The task:
Among the entries below, find all lines that include "right" and copy them.

Items listed in a dataset
* * * * *

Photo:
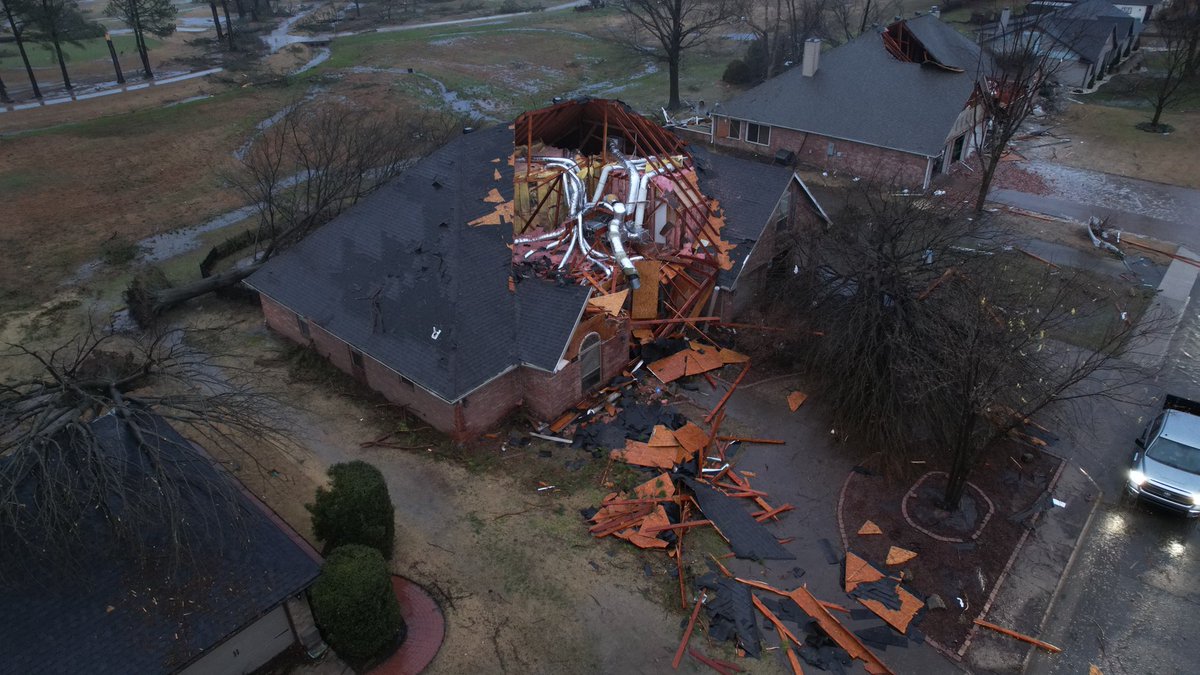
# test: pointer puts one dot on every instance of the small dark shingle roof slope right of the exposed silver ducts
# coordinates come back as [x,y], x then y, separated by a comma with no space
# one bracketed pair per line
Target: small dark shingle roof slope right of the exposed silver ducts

* * * * *

Exercise solution:
# test: pointer puts one dot on every instance of the small dark shingle roof slope right of the exposed silver ducts
Target: small dark shingle roof slope right of the exposed silver ducts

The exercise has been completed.